**DOCUMENT EXCERPT:**
****
Bug in backprop with sparse tensors

Hello there,
I’ve faced a strange behavior of torch’s backprop, working completely different with and without sparse tensors. Consider this code:

import torch
import numpy as np
import scipy

target = scipy.sparse.random(18000, 1000, density=0.01)
values = target.data
indices = np.vstack((target.row, target.col))

target = torch.sparse_coo_tensor(indices, values, dtype=torch.float32)
phi = torch.rand(18000, 100, requires_grad=True)
theta = torch.rand(100, 1000, requires_grad=True)

def NLLLoss_sparse(phi, theta, target):
    eps = 1e-9
    output = torch.matmul(phi, theta)
    loss = -torch.sparse.sum(target * torch.log(output + eps))
    return loss

def NLLLoss(phi, theta, target):
    eps = 1e-9
    output = torch.matmul(phi, theta)
    loss = -torch.sum(target.to_dense() * torch.log(output + eps))
    return loss

loss = NLLLoss_sparse(phi, theta, target)
loss.backward()

The difference between the implementation of these two losses is simply in .is_dense() function. However, the loss with this function is backproped properly, while in sparse case it gives me an error:

RuntimeError: Sparse division requires a scalar or zero-dim dense tensor divisor (got shape [18000, 1000] for divisor)
****
**THINGS TO DO:**
[1] In the sparse-tensor backprop post, what density value is passed to scipy.sparse.random?
[2] Name every module that the code in the sparse-tensor backprop post imports.
[3] Quote the sparse-tensor backprop post from "loss = -torch.sparse.sum(target" up to and including "loss.backward()".
****
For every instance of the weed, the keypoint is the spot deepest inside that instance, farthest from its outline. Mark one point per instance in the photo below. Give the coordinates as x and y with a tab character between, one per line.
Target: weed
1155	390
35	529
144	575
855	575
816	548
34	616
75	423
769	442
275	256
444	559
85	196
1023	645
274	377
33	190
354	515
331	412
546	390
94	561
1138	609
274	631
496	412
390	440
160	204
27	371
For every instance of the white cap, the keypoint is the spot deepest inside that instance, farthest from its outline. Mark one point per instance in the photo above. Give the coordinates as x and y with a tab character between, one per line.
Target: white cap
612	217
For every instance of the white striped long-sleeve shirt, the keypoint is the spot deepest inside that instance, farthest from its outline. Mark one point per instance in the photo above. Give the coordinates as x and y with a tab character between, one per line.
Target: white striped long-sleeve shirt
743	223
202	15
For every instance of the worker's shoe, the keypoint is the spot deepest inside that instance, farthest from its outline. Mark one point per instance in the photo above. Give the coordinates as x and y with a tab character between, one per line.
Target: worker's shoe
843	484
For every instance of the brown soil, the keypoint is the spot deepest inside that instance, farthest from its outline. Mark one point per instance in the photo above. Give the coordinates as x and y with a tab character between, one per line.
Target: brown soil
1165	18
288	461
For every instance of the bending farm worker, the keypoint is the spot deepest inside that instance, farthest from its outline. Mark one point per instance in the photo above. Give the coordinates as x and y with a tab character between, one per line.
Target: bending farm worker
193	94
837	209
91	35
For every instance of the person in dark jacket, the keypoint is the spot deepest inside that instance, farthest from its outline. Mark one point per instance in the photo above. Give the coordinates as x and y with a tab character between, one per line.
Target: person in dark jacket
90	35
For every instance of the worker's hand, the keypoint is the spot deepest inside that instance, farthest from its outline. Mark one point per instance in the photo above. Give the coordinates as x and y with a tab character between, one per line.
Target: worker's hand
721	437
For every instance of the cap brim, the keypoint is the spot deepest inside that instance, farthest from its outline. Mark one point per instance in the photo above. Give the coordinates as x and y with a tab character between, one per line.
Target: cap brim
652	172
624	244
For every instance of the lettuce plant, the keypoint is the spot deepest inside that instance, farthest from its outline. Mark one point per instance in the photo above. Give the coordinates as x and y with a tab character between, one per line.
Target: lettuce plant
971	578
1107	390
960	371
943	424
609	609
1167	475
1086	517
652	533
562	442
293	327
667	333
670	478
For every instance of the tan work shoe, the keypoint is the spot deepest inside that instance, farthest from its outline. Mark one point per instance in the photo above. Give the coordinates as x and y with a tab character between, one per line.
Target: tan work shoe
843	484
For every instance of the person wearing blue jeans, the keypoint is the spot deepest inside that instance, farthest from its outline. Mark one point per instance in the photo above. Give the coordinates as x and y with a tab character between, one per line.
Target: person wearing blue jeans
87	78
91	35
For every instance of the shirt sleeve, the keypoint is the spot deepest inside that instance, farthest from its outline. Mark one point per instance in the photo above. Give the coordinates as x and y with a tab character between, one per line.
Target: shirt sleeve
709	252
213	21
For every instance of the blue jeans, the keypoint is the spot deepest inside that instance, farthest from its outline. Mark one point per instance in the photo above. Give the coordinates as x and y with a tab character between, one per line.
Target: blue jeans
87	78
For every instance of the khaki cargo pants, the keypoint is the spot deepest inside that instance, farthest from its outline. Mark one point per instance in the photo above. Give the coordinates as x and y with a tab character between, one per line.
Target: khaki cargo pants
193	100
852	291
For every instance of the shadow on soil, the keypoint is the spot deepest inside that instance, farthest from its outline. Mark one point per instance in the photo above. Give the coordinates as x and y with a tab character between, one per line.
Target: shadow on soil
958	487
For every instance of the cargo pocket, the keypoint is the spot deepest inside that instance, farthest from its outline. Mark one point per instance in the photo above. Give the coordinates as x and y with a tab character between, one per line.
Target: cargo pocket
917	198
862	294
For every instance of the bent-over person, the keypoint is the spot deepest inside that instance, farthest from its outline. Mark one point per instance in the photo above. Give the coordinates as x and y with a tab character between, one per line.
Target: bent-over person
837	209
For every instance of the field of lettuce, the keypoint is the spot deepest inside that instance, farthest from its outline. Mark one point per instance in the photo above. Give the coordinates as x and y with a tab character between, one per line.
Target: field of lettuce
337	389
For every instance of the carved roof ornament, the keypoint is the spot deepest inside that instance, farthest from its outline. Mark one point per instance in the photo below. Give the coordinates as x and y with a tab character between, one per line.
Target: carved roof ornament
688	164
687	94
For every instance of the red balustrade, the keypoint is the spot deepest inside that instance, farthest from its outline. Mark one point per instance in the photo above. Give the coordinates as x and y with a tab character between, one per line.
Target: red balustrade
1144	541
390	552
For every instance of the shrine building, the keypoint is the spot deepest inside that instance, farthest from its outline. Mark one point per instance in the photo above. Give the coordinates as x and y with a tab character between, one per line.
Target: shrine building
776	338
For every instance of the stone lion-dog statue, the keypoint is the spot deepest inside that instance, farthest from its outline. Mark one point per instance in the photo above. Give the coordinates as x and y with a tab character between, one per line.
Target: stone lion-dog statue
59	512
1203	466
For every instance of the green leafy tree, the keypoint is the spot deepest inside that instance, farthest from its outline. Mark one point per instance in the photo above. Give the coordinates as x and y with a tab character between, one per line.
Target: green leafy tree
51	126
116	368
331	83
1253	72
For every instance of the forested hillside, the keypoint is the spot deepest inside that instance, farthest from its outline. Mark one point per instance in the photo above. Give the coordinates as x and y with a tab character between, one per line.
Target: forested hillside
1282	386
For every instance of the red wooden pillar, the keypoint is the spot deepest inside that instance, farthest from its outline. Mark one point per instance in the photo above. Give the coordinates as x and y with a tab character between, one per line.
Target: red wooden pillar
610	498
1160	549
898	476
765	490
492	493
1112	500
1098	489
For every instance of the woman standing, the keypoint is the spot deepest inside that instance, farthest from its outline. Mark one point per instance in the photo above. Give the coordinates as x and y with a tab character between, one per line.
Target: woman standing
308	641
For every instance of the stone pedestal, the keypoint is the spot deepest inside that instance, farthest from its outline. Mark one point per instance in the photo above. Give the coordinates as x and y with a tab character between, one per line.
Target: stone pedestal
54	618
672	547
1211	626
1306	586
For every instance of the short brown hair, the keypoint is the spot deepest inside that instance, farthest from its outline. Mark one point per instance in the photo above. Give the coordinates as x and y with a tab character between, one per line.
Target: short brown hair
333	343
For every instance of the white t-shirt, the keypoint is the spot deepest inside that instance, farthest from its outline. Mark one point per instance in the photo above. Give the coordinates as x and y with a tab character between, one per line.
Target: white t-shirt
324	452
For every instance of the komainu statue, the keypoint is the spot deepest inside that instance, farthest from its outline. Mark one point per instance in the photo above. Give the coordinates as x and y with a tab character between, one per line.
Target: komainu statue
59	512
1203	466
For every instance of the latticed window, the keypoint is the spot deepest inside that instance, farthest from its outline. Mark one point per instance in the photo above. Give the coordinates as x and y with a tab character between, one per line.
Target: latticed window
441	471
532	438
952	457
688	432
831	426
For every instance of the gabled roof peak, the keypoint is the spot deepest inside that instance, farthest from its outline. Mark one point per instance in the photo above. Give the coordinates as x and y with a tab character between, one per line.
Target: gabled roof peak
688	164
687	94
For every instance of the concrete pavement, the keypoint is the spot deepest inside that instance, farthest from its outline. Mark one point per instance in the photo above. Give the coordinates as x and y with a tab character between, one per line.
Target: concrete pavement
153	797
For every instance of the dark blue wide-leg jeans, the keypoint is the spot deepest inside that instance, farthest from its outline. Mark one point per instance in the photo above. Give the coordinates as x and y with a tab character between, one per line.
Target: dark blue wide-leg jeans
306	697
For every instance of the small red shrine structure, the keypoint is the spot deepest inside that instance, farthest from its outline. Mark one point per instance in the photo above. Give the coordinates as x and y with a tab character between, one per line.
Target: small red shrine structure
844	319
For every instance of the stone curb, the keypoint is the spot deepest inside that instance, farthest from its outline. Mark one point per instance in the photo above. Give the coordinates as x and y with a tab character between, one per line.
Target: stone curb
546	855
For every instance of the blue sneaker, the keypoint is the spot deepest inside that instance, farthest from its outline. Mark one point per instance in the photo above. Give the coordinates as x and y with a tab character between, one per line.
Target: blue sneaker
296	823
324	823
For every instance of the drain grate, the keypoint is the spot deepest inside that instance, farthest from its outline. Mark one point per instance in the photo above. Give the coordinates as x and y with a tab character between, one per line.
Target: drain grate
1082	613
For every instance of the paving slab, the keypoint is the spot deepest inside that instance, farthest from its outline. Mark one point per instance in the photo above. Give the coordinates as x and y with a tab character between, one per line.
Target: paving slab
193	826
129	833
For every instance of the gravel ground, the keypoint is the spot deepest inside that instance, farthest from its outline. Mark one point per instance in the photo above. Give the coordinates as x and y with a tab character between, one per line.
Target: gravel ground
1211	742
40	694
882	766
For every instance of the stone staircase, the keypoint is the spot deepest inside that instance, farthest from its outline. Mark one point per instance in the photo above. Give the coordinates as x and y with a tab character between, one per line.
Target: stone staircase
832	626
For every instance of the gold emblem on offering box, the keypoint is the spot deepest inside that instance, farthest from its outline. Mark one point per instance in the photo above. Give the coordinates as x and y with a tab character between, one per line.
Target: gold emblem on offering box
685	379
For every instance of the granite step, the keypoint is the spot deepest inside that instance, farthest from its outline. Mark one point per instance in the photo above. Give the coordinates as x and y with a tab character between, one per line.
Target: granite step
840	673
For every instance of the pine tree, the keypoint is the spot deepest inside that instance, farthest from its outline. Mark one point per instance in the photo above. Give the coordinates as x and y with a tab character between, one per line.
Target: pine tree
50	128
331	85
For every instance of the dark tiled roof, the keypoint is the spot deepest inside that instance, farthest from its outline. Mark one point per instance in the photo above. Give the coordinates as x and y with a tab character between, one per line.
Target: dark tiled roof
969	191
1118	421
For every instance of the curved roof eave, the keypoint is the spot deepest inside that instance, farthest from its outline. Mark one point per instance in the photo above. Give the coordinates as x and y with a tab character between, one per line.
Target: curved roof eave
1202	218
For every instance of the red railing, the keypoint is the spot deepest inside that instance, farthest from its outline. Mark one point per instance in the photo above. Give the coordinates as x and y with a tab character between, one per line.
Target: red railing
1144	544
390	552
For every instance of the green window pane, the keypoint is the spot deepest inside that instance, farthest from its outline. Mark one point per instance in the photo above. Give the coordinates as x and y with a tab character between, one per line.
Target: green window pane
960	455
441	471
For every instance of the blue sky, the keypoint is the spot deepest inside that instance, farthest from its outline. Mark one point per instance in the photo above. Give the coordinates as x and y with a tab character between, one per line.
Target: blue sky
****
**ANSWERS PROVIDED:**
[1] 0.01

[2] torch, numpy (imported as np), scipy

[3]
loss = -torch.sparse.sum(target * torch.log(output + eps))
    return loss

def NLLLoss(phi, theta, target):
    eps = 1e-9
    output = torch.matmul(phi, theta)
    loss = -torch.sum(target.to_dense() * torch.log(output + eps))
    return loss

loss = NLLLoss_sparse(phi, theta, target)
loss.backward()